What is required —
Please rewrite all of the data below with "frame border" changed to "image border" and everything else left unchanged. Leave the pictures out of your answer.

Dataset excerpts on object pointing:
— Begin —

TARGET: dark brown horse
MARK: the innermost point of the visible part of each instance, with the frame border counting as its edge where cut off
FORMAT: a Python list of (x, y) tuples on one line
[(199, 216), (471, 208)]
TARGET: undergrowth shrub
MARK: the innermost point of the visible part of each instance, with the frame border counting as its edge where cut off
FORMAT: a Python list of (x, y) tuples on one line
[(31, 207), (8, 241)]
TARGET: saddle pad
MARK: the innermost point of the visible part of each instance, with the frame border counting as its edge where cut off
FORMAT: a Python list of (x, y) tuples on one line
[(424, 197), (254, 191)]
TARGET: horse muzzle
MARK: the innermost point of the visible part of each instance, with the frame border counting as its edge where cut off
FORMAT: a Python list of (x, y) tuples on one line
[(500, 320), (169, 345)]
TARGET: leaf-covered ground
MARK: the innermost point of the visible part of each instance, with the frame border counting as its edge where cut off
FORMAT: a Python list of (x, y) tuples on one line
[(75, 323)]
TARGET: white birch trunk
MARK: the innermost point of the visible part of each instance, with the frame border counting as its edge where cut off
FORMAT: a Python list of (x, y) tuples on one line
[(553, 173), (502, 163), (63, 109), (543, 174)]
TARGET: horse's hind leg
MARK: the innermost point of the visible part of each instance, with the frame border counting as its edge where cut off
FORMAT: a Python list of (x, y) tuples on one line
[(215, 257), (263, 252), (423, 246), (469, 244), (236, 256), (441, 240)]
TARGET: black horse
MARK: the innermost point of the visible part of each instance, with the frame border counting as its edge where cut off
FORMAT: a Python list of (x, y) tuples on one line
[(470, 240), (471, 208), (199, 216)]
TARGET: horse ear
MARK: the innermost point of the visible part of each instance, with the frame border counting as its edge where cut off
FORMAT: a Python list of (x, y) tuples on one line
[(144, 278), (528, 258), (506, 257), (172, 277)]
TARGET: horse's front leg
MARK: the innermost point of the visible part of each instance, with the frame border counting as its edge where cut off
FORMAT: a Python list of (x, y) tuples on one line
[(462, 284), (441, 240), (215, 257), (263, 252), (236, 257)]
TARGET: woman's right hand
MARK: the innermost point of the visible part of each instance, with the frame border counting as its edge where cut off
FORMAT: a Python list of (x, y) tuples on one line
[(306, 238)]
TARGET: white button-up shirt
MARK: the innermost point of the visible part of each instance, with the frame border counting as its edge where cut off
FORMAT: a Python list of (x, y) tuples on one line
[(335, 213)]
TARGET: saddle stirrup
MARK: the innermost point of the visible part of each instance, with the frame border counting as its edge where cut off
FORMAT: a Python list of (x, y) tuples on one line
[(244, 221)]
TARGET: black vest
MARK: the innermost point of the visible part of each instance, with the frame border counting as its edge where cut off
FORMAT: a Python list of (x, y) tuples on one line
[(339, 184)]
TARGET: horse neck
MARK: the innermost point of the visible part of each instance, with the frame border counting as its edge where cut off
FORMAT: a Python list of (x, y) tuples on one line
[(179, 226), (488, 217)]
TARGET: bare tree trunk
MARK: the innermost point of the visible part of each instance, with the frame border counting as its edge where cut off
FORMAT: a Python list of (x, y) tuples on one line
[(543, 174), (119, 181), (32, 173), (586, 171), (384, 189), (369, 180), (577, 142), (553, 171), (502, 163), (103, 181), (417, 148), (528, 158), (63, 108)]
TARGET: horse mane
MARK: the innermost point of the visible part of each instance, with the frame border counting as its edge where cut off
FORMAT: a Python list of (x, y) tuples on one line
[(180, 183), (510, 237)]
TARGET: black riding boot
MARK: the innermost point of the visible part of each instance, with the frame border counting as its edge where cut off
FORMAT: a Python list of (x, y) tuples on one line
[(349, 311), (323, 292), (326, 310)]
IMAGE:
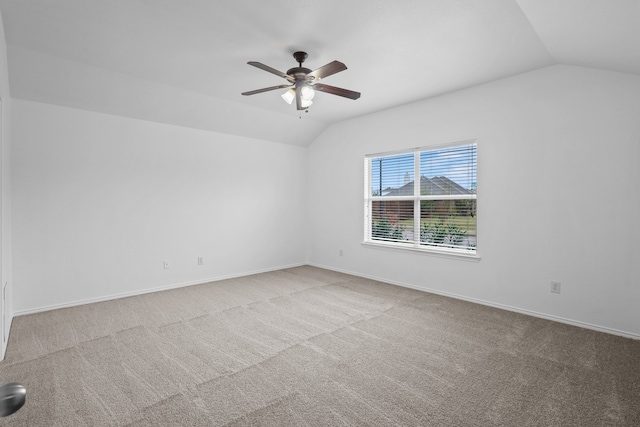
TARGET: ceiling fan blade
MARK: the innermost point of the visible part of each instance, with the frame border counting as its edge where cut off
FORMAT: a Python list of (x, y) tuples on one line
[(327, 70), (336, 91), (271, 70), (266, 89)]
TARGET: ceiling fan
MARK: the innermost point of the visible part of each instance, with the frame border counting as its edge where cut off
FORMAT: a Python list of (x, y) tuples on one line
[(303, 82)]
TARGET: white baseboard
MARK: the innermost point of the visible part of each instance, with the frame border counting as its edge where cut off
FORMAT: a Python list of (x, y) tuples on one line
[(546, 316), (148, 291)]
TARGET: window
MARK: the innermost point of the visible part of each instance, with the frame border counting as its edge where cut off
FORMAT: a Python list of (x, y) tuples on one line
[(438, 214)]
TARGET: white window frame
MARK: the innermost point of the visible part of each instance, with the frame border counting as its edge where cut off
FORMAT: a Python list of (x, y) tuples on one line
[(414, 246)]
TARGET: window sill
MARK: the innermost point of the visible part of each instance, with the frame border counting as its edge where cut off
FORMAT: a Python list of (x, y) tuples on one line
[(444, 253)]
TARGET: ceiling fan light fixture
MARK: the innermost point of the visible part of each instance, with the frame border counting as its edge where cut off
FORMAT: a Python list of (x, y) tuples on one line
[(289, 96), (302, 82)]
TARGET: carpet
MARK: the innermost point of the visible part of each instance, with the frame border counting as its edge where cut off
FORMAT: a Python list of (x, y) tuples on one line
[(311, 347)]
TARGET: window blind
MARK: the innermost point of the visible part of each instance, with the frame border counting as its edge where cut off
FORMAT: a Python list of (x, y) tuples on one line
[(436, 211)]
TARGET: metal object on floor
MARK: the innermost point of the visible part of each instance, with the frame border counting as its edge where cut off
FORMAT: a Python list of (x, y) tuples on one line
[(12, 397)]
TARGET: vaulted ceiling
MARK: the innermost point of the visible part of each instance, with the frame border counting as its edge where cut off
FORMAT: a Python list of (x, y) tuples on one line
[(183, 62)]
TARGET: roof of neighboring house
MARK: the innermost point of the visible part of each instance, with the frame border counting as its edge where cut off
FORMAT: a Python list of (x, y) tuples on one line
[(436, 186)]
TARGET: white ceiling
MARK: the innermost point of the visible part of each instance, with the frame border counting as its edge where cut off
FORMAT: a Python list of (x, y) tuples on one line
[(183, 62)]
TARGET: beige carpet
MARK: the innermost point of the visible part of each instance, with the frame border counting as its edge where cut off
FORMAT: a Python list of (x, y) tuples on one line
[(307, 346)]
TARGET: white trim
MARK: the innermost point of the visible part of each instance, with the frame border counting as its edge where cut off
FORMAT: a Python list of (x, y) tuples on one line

— End —

Reply to the task —
TARGET: dark brown horse
MARK: the innermost point of the visible part of each instance, with the image border counting as its edge where cut off
FORMAT: a Python list of (x, y) tuples on one line
[(199, 216), (471, 208)]
TARGET: undergrowth shrub
MARK: the innermost point of the visible part of each instance, with the image border counting as its edge where cut off
FORMAT: a Python list of (x, y) tuples on one line
[(31, 207), (8, 241)]
TARGET: saddle pad
MARK: the innermost point of the visible part of each instance, with the image border counting as its edge where cut off
FORMAT: a Python list of (x, y) tuples on one line
[(424, 197), (254, 191)]
TARGET: horse muzzle
MARK: the innermost point of the visible part of each instance, with the image border counting as its edge where cut off
FORMAT: a Python list of (x, y) tuples on one line
[(500, 320), (169, 345)]
TARGET: leaf-covered ground
MARK: the innermost point of the visible part of each instance, with the image border counting as its edge where cut off
FORMAT: a Python list of (x, y) tuples on one line
[(75, 323)]
TARGET: white birch trunk
MARK: the innermost point of the visible part of each instance, with the image border counting as its edge where cut off
FORMAT: a Python list of (x, y) tuples on one line
[(553, 173), (502, 163), (63, 109), (543, 174)]
TARGET: horse's hind leg
MARK: the innermost point of the visible part of each instance, with the image border counting as its edge where cut off
FORMAT: a Python list of (x, y) tuples on one line
[(215, 257), (263, 252), (423, 246), (469, 244), (236, 256), (441, 240)]
TARGET: black horse
MARK: the innermost point of the visible part of each instance, with the image border counting as its edge where cut off
FORMAT: a Python list of (x, y) tuples on one line
[(470, 240), (471, 208), (199, 216)]
TARGET: horse ear
MARK: the innermost point of the visible part of each instance, with the image border counting as its edge where cut off
FORMAT: a Python list of (x, y) tuples on one line
[(144, 278), (528, 258), (506, 257), (172, 277)]
TARGET: horse's front leg
MARK: the innermost point of the visible part of each instance, with the image border counting as its edge where cut off
FORMAT: a Python list of (x, y) tuples on one line
[(462, 284), (441, 240), (215, 257), (263, 252), (236, 257)]
TARGET: woman's right hand
MARK: the innermost point of the visible part of each instance, with the image border counting as its edge where cut off
FORMAT: a Python list of (x, y) tuples on one line
[(306, 238)]
TARGET: white button-up shirt
MARK: the innermost point of the visible part of each instance, with the image border counting as its edge where cut off
FORMAT: a Python list of (x, y) tuples on one line
[(335, 213)]
TARGET: saddle stirrup
MARK: the innermost point of the visible part of each instance, with the image border counting as its edge where cut off
FORMAT: a Python list of (x, y) tuples on one line
[(244, 221)]
TARGET: black vest
MARK: the innermost point of the visible part of each instance, with the image border counting as its edge where cut off
FORMAT: a Python list of (x, y) tuples on one line
[(339, 184)]
TARGET: horse neck
MARK: the innermost point of the visible part of each instance, with the image border counting as its edge where cut off
FORMAT: a Python list of (x, y) tuples on one line
[(179, 226), (488, 217)]
TARGET: bare tree trunk
MARK: the innermost point of the visible part of each instance, with the image border counting as its edge where cut off
FORMAT: a Python list of (x, y) tuples on one line
[(543, 174), (119, 181), (32, 173), (586, 171), (384, 189), (369, 180), (577, 142), (553, 171), (502, 163), (103, 181), (417, 148), (528, 158), (63, 108)]
TARGET: horse mane
MARK: the innermost point of the visible part of each instance, with the image border counting as its edge where cut off
FORMAT: a Python list of (x, y) tuples on one line
[(180, 183), (510, 237)]
TARGET: black riding boot
MARK: the innermost point of the visible part of each instance, with the image border counting as its edge where cut off
FORMAT: a Python list of (x, y) tuples on one line
[(349, 311), (323, 292), (326, 310)]
IMAGE:
TARGET: ceiling fan blade
MARK: the innermost point of the visible part of each instance, with the image border counting as its edge where cut off
FORMAT: a Python list of (x, y) tuples on one line
[(327, 70), (336, 91), (271, 70), (266, 89)]
TARGET: ceiling fan
MARK: the innermost point of the visible part of each instance, with the image border counting as its edge where cut off
FORMAT: a Python list of (x, y) tuples on one line
[(303, 82)]
TARGET: white baseboard
MARK: the innermost point of the visible part of each instance, with the image border counting as its edge where cut off
FORMAT: a Python list of (x, y) tuples on one line
[(546, 316), (148, 291)]
TARGET: window
MARK: the innermost point of the visible part of each instance, with the image border counting as its edge where cut off
FORMAT: a Python list of (x, y) tuples on one line
[(438, 214)]
TARGET: white window frame
MARK: the innermost point of the visible part of each instance, with the image border counting as its edge where cut off
FORMAT: a Python list of (x, y) tuples on one line
[(414, 246)]
TARGET: window sill
MARK: the innermost point of the visible part of each instance, with the image border counting as its edge where cut off
FORMAT: a Python list of (x, y) tuples on one line
[(444, 253)]
TARGET: ceiling fan light fixture
MARK: the innermost point of the visible part of each instance, with the image border counting as its edge where cut off
FORMAT: a Python list of (x, y) tuples on one line
[(289, 96), (302, 82)]
TARGET: carpet
MARK: the innermost point of the visible part of each instance, with the image border counting as its edge where cut off
FORMAT: a Python list of (x, y) tuples on one line
[(311, 347)]
TARGET: window blind
MARK: the innermost point of the visible part of each instance, with the image border counting as its edge where cut off
FORMAT: a Python list of (x, y) tuples on one line
[(436, 211)]
TARGET: metal object on floor
MARK: the innermost point of the visible part of each instance, with the image border counting as its edge where cut off
FORMAT: a Python list of (x, y) tuples on one line
[(12, 397)]
TARGET: vaulted ceiling
MARK: the innermost point of the visible part of each instance, with the image border counting as its edge where cut off
FORMAT: a Python list of (x, y) tuples on one line
[(183, 62)]
TARGET: roof of neighboring house
MARK: the innermost point of the visible part of each instance, with the image border counting as its edge where cut off
FORMAT: a Python list of (x, y) tuples on one line
[(436, 186)]
TARGET: white ceiling
MARK: the innermost point of the visible part of each instance, with the image border counting as its edge where cut off
FORMAT: a Python list of (x, y) tuples on one line
[(183, 62)]
TARGET: beige carpet
MARK: the innermost point of the visible part of each instance, with the image border counting as its edge where cut off
FORMAT: a Python list of (x, y) tuples on one line
[(307, 346)]
TARGET: white trim
MARK: the innermost point of the visible part of each instance, with the image border counting as its edge where cut off
FORMAT: a Python list of (x, y) tuples on one line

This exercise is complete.